Wednesday 4th August 2021
This debate is somewhat unique to Ireland. We are a country with 50% tax rates that kick in pretty early on in one’s personal income, but we also have exceptionally generous pension schemes - especially if you are self employed.
In this article, I explore the concept of investing in property personally VS investing in a pension, to work out the fastest way to become FI in Ireland.
We are going to make several assumptions in this article, which are listed below. The biggest being that these figures have been applied to someone who is self-employed.
This is because self-employed people in Ireland can set up their own company and through that access a Director’s Pension, which typically allow a company director to make huge pension contributions - far greater than the 20% or so that is available for PAYE earners in their 30’s. Director Pensions allow for a 100% contribution, meaning that there is no tax applied on any contributions.
This isn’t to say that this won’t work if you are a PAYE employee, but you may need to adjust the assumptions to suit.
Finally keep in mind that any profits in a pension grow tax free in Ireland, whereas any rent profits in Ireland will be taxed at the margin tax rate - which for most will be 50%.
Of course, the big downfall of pensions is that they can’t be accessed until one is at least 50. This may change to 55 in future years, though my financial advisor does tell me that even if it does, the pension could be set up with a retirement age of 50, so there is a potential work around. Time will tell, but this should be kept as a consideration.

__LIST OF TASKS__
(a) Quote the article on property versus pensions in Ireland word for word, everything from "This is because" down to "on any contributions.".
(b) Pick up the article on property versus pensions in Ireland right after its last sentence and keep writing it.
The listing that comes next is not needed for anything here.

__AVAILABLE DATA__
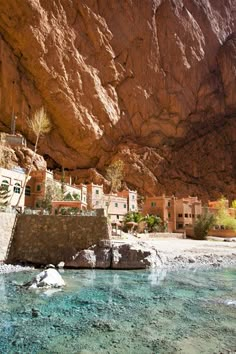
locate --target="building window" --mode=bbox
[25,186,31,197]
[13,183,20,194]
[1,179,9,190]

__SOLVED PROBLEMS__
(a)
This is because self-employed people in Ireland can set up their own company and through that access a Director’s Pension, which typically allow a company director to make huge pension contributions - far greater than the 20% or so that is available for PAYE earners in their 30’s. Director Pensions allow for a 100% contribution, meaning that there is no tax applied on any contributions.

(b)
We should also be aware that laws with investment properties are always changing and typically tenants rights are becoming better, which is usually bad for a landlord if you get a tenant that refuses to pay rent. Some countries are also phasing out the ability for interest on a mortgage to be tax deductible, so if there are changes here this could be significant. Furthermore, a recent law was changed which has limited the amount that rent can increase in many areas in Ireland by the inflation rate - somewhere around 2% per year - so this should also be kept in mind.
I thought I would start by giving my gut feeling. I've always seen 50% tax in Ireland as a real barrier to any early retirement potential, so for me a pension with a 100% tax free contribution, growing with tax free returns will be a better investment than paying 50% tax and further paying 50% tax on any profits. Even though a pension can't be accessed until one is in their 50's or 60's, it is likely still a faster path to FI in Ireland.
Let's make up a story! We will assume that we have a friend called Steve. He has no debt and has no investments at the moment.
Steve is employed as a PAYE worker, but he is considering buying property personally VS investing via a pension. Steve is in IT and has the option to start contracting, which would allow him to set up a company and access a Director’s Pension.
Steve is 35 years old and we will assume he has an additional €40,000 a year in which to invest, pre tax.
Effectively, Steve is tossing up between two options. The first being to invest €40,000 per year into a Director’s Pension, the second being to take the tax hit and pay tax at 50% to save €20,000 per year to buy investment properties.
Steve has worked out that he will need €30,000 per year in retirement in today’s money.
We will assume inflation will run at 2% per year when calculating his FI number.
We will use the 4% rule, meaning that Steve will need a portfolio or property value of €750,000 in today’s money to retire.
Alternatively if Steve is able to generate cash flow of €30,000 per year from property, he could also retire. With the property route, he has the option to either live off the cash flow from rent, or sell the properties once they hit his FI number.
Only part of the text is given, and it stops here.